> What is needed
Restate word for word the lines below from the one that has "the bush, newline-separated, in" through the one that has "column 232, row 375", keeping both and dropping all pictures.

START Records for processing

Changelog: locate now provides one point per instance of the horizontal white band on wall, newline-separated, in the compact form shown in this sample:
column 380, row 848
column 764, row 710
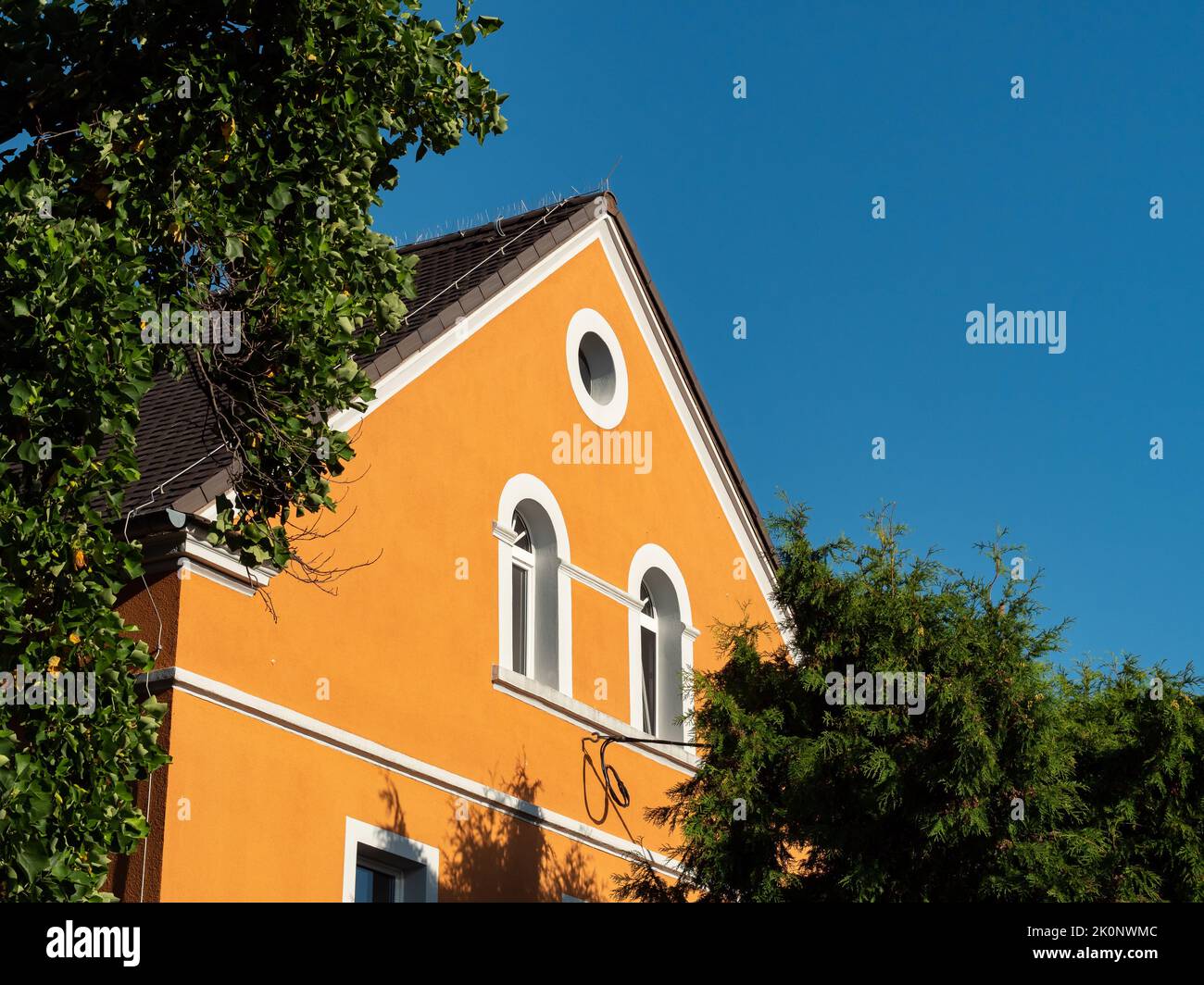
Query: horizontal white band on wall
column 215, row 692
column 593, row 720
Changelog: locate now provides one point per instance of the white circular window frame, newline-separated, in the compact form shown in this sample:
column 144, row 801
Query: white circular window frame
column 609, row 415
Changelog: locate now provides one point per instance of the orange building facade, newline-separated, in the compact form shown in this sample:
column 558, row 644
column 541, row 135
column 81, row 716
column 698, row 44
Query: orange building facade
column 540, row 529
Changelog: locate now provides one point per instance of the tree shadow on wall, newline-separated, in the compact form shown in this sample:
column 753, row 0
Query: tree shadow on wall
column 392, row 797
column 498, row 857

END Records for processing
START Records for processing

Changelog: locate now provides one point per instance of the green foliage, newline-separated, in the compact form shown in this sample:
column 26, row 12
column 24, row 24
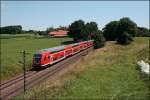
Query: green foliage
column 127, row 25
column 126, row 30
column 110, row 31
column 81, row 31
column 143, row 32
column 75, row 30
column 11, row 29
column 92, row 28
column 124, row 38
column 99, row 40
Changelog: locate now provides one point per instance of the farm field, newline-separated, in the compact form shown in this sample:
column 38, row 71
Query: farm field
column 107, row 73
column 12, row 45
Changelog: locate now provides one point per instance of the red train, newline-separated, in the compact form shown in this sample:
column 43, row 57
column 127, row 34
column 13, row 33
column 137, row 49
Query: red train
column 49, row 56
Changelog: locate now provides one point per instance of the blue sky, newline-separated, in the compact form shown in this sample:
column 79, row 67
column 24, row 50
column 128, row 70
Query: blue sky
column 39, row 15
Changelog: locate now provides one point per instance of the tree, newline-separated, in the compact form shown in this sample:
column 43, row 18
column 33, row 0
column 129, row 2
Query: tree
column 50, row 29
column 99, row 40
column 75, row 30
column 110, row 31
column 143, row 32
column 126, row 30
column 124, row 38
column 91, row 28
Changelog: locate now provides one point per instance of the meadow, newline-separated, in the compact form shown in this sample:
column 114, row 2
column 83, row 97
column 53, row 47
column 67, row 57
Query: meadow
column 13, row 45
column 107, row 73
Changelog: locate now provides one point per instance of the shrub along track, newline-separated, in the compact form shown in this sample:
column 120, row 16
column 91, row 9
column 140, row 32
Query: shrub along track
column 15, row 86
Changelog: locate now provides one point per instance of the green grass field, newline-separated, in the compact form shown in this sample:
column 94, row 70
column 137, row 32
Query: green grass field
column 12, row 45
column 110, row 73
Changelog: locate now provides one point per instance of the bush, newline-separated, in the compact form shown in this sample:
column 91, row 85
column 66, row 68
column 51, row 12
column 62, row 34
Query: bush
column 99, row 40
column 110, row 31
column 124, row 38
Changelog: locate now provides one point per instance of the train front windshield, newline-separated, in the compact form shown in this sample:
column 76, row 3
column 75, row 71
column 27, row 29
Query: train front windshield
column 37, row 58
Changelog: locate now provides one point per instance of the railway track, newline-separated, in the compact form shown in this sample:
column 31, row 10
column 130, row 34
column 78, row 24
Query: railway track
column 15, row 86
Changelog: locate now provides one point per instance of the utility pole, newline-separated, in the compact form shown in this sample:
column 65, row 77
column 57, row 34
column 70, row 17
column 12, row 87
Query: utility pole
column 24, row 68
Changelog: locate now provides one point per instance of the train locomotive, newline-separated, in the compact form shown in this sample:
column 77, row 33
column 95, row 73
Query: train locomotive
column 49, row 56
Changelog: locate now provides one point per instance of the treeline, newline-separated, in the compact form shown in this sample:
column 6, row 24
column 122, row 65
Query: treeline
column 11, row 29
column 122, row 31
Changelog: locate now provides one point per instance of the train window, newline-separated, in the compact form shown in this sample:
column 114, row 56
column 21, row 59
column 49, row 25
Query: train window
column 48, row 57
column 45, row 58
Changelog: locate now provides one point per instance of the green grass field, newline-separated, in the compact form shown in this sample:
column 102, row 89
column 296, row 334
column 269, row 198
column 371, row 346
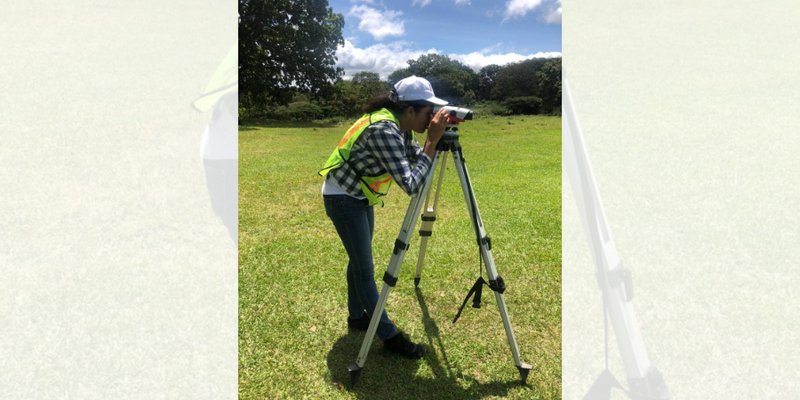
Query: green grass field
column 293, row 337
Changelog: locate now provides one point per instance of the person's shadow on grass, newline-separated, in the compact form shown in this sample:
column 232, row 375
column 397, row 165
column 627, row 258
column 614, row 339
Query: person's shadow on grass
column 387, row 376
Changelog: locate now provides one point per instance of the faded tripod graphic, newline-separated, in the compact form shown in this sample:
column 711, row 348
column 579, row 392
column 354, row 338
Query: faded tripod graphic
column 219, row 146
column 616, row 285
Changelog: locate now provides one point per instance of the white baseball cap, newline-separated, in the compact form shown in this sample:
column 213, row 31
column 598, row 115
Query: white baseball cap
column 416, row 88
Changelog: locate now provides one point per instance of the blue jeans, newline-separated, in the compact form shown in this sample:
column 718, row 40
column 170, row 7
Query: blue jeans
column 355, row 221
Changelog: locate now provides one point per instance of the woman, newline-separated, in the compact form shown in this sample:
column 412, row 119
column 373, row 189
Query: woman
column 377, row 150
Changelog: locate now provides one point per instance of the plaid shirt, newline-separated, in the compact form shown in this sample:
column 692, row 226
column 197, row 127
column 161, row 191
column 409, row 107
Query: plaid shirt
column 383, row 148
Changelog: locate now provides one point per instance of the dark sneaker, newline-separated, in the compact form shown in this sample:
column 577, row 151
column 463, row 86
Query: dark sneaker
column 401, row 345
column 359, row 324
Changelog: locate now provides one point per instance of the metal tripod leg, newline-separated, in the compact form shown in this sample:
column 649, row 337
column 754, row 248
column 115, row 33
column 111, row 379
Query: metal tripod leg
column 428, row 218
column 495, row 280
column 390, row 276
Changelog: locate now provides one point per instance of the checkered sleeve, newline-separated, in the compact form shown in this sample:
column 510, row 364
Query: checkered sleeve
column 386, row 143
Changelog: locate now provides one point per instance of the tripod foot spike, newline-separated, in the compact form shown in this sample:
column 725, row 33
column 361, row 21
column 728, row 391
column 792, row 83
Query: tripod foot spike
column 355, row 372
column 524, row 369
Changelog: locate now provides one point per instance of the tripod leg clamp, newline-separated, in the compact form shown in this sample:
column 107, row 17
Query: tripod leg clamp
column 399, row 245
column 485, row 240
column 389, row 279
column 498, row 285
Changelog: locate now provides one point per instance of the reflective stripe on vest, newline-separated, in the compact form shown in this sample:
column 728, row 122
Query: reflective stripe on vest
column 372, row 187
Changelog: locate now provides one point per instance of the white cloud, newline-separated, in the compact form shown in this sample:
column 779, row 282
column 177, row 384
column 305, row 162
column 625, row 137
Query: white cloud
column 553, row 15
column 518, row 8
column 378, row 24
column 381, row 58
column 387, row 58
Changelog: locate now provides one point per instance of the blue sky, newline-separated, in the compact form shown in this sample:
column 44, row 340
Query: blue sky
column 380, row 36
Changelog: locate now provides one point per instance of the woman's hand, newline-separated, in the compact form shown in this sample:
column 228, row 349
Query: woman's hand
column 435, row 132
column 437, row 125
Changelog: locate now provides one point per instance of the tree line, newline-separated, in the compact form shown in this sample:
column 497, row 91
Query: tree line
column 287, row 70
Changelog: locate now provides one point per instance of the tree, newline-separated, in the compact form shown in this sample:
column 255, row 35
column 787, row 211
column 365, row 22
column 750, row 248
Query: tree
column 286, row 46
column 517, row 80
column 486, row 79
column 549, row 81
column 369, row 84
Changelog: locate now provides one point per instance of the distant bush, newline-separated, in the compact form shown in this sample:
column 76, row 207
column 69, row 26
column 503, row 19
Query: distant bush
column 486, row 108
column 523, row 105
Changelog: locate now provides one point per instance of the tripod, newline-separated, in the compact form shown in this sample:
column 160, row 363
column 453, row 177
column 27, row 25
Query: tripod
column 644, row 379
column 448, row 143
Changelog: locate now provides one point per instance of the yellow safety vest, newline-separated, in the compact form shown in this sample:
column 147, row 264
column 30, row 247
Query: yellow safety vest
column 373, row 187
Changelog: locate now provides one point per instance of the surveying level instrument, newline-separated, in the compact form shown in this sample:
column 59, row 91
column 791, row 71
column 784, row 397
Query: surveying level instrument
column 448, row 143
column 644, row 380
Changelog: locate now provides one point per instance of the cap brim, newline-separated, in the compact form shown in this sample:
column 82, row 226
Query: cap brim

END Records for processing

> Reply to the task
Changelog: locate now provides one point per instance of the bush, newline-separated, in the compact form shown in this sample:
column 91, row 85
column 66, row 68
column 51, row 12
column 62, row 34
Query: bush
column 99, row 40
column 110, row 31
column 124, row 38
Changelog: locate now provides one point per instance of the train front windshield, newline-separated, in the compact form shown in this sample:
column 76, row 3
column 75, row 71
column 27, row 29
Query: train front windshield
column 37, row 58
Changelog: locate now provides one point per instance of the railway track, newline-separated, in the compact form shown in this sample:
column 31, row 10
column 130, row 34
column 78, row 24
Query: railway track
column 15, row 86
Changelog: locate now provides one point per instance of the utility pole, newline-separated, in the compact form shown in this sample:
column 65, row 77
column 57, row 34
column 70, row 17
column 12, row 87
Query: utility pole
column 24, row 68
Changelog: locate now provides one point per instance of the train locomotive, newline-separated, in the compact form shown in this sample:
column 77, row 33
column 95, row 73
Query: train locomotive
column 49, row 56
Changelog: locate now provides one point per instance of the treeline, newline-separated, in the compact form shown in this sample:
column 6, row 24
column 122, row 65
Query: treeline
column 11, row 29
column 122, row 31
Changelog: locate now provides one point per instance of the train window, newline-separated, in the compact form shown in this sample:
column 114, row 56
column 21, row 59
column 49, row 25
Query: train window
column 48, row 57
column 45, row 58
Changelog: locate now provides one point per instance of the green grass field, newline-separated, in the compact form shown in this sample:
column 102, row 89
column 296, row 334
column 269, row 198
column 371, row 346
Query: green grass field
column 293, row 337
Changelog: locate now provides one point per instance of the person's shadow on grass, newline-separated, in the compact form shown in this sample:
column 232, row 375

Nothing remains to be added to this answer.